TASK INSTRUCTIONS: If a line in the entries below includes "grassy", pick it out and copy it.

___ EXTRACTED ENTRIES ___

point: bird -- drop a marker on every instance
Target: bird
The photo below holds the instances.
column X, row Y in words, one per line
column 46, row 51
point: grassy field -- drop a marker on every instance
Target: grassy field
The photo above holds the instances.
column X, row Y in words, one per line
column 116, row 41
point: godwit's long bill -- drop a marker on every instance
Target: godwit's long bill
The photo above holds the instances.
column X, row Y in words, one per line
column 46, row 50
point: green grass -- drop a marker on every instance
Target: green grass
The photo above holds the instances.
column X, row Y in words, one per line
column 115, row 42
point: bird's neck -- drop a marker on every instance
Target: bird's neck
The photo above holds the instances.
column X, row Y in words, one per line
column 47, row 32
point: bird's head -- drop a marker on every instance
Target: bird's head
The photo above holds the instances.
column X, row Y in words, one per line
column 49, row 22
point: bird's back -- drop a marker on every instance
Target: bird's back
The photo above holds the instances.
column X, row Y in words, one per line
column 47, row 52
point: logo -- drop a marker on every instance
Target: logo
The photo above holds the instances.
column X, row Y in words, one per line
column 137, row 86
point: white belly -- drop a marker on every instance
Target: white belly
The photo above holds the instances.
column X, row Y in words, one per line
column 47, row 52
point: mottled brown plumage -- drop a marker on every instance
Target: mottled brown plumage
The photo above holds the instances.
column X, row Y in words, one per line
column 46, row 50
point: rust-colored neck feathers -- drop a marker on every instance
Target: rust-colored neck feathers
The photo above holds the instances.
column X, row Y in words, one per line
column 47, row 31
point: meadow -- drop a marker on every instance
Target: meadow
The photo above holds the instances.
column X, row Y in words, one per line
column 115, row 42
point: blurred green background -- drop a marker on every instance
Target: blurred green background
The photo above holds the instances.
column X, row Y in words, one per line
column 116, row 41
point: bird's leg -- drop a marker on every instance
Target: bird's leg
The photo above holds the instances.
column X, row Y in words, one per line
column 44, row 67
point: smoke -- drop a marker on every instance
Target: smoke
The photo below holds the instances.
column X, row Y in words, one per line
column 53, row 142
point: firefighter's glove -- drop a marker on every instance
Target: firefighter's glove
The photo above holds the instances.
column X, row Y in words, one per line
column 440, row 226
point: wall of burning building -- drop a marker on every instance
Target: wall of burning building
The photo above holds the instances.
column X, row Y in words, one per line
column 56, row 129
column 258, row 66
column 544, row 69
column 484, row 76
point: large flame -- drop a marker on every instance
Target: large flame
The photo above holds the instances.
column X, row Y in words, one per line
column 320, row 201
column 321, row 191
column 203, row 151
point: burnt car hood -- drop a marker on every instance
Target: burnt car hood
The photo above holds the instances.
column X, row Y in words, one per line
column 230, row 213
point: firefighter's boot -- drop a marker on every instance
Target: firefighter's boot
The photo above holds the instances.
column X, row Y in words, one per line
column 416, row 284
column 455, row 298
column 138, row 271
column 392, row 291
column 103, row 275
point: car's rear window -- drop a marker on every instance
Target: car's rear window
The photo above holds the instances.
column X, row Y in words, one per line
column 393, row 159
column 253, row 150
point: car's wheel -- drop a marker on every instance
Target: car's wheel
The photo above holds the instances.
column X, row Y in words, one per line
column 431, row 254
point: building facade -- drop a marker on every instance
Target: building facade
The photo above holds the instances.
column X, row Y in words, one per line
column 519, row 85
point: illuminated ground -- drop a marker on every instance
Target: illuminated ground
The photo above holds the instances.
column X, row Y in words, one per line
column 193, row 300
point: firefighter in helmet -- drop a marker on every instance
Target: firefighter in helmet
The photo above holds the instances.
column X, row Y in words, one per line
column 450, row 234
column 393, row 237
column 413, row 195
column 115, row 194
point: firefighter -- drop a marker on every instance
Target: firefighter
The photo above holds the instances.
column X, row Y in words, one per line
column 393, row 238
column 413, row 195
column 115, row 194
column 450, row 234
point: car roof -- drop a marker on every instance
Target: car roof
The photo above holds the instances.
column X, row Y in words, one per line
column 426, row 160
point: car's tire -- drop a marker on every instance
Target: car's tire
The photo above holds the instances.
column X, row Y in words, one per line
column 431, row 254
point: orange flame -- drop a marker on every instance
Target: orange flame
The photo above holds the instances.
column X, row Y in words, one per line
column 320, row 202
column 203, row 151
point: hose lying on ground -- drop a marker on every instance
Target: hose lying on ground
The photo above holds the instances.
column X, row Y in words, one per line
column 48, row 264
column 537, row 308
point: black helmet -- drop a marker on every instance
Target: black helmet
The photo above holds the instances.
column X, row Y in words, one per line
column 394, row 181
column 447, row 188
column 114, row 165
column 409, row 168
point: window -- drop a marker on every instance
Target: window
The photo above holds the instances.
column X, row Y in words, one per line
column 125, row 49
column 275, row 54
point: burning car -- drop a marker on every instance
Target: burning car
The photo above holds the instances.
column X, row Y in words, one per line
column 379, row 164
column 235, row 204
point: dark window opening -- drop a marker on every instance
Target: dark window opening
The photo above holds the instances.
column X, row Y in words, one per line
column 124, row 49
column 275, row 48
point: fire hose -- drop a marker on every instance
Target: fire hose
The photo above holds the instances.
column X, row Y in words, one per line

___

TASK ANSWER:
point: grassy field -- drop a marker on every instance
Target: grassy field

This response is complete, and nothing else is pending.